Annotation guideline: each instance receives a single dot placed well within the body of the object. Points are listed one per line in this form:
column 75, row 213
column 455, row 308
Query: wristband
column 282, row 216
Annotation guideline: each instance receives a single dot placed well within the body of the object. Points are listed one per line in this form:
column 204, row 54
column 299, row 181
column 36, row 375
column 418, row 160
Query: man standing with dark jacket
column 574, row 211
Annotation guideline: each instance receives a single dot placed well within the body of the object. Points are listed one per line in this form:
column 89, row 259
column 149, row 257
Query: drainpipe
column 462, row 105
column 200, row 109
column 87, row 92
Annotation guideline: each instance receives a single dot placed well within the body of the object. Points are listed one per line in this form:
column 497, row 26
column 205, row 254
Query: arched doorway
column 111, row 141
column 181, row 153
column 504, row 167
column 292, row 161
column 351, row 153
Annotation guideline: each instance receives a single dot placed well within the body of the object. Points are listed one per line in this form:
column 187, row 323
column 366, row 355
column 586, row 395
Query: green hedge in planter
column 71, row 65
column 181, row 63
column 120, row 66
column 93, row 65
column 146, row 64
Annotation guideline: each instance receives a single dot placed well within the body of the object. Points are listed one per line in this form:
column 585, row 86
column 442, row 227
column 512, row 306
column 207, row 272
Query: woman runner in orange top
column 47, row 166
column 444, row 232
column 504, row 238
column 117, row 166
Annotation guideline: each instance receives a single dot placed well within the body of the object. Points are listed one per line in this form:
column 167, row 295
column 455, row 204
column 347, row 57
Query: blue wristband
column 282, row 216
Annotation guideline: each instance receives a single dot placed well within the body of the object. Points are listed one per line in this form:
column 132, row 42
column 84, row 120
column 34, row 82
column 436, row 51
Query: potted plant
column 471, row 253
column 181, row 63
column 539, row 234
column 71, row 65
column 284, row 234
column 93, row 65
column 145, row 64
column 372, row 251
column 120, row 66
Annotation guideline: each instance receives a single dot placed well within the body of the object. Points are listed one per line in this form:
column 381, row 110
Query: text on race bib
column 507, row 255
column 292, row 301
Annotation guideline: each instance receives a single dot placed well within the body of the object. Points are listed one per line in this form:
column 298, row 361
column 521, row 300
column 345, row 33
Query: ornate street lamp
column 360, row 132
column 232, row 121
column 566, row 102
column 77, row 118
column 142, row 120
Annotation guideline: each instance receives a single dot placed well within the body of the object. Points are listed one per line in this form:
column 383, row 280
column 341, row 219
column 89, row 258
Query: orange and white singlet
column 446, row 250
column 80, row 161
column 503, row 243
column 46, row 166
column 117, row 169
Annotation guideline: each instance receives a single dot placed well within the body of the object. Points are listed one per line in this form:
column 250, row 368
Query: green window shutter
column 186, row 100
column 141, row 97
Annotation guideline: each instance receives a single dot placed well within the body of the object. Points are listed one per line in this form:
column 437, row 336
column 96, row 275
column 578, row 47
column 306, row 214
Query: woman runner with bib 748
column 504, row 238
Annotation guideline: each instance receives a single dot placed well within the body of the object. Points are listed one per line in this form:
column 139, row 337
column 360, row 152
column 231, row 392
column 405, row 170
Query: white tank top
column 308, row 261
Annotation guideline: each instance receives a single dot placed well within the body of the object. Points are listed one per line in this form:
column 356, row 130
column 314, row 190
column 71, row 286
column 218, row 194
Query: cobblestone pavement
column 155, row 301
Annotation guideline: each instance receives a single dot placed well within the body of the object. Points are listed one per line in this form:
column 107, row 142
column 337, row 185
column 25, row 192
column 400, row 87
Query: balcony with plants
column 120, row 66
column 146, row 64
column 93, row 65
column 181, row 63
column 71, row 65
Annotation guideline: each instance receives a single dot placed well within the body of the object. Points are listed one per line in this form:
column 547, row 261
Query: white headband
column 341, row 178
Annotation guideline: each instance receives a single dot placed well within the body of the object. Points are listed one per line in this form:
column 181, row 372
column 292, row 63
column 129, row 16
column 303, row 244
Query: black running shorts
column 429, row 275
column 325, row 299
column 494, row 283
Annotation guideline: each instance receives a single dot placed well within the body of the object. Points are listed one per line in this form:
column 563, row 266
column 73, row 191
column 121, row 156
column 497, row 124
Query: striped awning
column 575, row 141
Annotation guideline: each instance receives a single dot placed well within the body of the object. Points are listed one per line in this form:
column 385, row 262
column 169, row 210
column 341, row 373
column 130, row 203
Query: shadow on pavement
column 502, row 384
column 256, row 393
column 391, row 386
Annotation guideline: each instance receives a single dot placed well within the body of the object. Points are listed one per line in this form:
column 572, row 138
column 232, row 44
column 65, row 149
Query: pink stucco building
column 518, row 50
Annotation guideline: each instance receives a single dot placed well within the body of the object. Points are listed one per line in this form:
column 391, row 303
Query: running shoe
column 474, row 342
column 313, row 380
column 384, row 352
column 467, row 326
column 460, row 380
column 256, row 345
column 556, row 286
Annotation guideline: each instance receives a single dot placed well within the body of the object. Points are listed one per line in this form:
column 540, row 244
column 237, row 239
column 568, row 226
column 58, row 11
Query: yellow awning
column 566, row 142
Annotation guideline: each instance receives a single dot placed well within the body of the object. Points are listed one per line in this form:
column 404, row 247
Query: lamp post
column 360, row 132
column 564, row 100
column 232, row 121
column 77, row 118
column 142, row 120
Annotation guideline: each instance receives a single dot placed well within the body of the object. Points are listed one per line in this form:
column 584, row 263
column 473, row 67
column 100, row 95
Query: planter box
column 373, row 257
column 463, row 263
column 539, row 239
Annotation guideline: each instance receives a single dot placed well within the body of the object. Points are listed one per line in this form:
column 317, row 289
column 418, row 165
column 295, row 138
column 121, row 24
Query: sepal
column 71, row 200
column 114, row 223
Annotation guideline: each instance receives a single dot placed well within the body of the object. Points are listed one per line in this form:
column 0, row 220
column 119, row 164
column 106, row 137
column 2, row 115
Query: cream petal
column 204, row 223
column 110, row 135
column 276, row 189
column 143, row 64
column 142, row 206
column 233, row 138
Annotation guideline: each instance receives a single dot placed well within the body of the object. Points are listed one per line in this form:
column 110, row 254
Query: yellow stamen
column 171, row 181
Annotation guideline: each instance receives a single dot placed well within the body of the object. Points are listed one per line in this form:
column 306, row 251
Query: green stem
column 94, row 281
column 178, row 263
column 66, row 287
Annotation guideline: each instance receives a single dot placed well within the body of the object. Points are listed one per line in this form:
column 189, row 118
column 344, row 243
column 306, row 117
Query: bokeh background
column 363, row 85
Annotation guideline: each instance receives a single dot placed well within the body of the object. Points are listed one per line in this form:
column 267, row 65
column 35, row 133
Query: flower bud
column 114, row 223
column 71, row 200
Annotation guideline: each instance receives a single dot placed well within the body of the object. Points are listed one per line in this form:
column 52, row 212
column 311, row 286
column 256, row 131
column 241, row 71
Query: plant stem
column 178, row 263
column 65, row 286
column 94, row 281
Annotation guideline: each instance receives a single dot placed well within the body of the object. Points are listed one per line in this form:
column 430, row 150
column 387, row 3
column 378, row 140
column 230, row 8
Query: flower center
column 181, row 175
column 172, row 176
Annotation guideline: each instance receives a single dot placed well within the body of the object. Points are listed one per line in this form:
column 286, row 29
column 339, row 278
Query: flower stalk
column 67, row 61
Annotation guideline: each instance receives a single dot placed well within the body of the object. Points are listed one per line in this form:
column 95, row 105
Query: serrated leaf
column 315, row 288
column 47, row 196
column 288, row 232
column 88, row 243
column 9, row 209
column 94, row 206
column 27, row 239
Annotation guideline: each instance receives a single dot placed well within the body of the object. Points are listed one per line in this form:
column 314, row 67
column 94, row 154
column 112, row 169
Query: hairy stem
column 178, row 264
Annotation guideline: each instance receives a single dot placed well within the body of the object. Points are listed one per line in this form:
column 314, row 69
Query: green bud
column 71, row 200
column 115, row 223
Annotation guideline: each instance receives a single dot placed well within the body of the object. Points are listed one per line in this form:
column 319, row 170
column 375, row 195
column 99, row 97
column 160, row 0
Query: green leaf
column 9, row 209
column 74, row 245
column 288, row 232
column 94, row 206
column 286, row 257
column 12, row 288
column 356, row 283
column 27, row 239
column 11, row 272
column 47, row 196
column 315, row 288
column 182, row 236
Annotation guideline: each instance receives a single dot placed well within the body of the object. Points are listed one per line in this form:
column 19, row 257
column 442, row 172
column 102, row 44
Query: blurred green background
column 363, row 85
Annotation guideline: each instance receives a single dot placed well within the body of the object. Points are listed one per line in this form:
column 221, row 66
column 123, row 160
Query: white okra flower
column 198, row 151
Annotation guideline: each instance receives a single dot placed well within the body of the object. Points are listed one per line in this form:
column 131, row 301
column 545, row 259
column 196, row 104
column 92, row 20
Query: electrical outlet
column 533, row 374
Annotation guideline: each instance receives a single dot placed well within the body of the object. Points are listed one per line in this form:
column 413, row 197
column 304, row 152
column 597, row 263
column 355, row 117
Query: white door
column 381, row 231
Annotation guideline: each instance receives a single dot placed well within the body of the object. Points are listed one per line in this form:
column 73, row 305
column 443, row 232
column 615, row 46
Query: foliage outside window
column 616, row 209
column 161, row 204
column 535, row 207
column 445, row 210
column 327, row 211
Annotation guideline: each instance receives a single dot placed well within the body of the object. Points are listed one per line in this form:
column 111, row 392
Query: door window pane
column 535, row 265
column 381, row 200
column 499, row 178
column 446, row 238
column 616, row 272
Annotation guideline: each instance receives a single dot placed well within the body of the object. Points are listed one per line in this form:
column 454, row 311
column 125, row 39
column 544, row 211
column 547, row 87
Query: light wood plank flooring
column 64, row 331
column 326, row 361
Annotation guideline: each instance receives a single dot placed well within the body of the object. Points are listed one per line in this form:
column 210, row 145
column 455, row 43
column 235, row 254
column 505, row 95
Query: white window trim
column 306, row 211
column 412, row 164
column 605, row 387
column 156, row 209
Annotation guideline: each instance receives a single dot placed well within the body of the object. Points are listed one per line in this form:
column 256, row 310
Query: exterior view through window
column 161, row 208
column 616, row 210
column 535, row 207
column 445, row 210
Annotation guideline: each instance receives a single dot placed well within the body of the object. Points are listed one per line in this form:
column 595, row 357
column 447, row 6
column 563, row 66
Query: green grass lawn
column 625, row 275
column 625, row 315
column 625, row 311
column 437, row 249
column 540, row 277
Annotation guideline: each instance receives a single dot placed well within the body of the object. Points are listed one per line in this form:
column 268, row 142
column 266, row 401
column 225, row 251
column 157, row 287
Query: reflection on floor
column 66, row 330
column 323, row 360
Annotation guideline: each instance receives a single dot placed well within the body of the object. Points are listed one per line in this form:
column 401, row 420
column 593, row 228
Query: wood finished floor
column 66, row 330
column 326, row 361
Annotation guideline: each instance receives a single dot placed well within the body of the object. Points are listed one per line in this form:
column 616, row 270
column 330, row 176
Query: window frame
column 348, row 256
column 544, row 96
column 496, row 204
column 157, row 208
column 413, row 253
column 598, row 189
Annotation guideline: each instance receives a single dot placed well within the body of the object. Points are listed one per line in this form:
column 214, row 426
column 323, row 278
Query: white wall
== == ==
List every line from the rows above that contains the word "pavement".

Query: cobblestone pavement
Query: shadow on pavement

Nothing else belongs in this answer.